What is needed - From the entries that follow, gather each line holding the word "query".

Data excerpts -

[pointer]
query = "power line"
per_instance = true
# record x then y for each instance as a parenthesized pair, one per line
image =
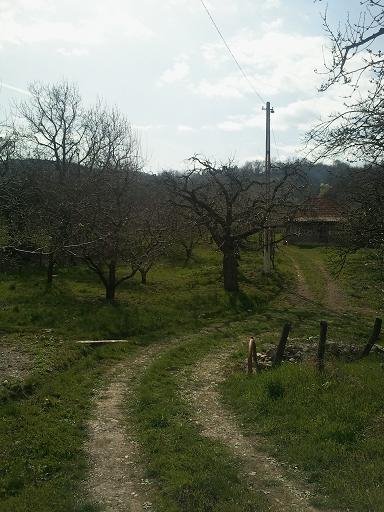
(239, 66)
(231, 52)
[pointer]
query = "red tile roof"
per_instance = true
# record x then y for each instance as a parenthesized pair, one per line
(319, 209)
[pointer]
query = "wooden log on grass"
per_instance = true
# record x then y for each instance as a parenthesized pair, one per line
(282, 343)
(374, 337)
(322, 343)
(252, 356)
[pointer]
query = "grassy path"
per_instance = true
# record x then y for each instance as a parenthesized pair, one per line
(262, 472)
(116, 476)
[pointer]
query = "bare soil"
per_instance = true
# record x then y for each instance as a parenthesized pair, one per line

* * *

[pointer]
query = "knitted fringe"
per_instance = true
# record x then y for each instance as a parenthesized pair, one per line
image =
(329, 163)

Task output -
query = "power line"
query = "red tile roof"
query = "wooden log on grass"
query = "grassy path"
query = "bare soil"
query = "knitted fringe"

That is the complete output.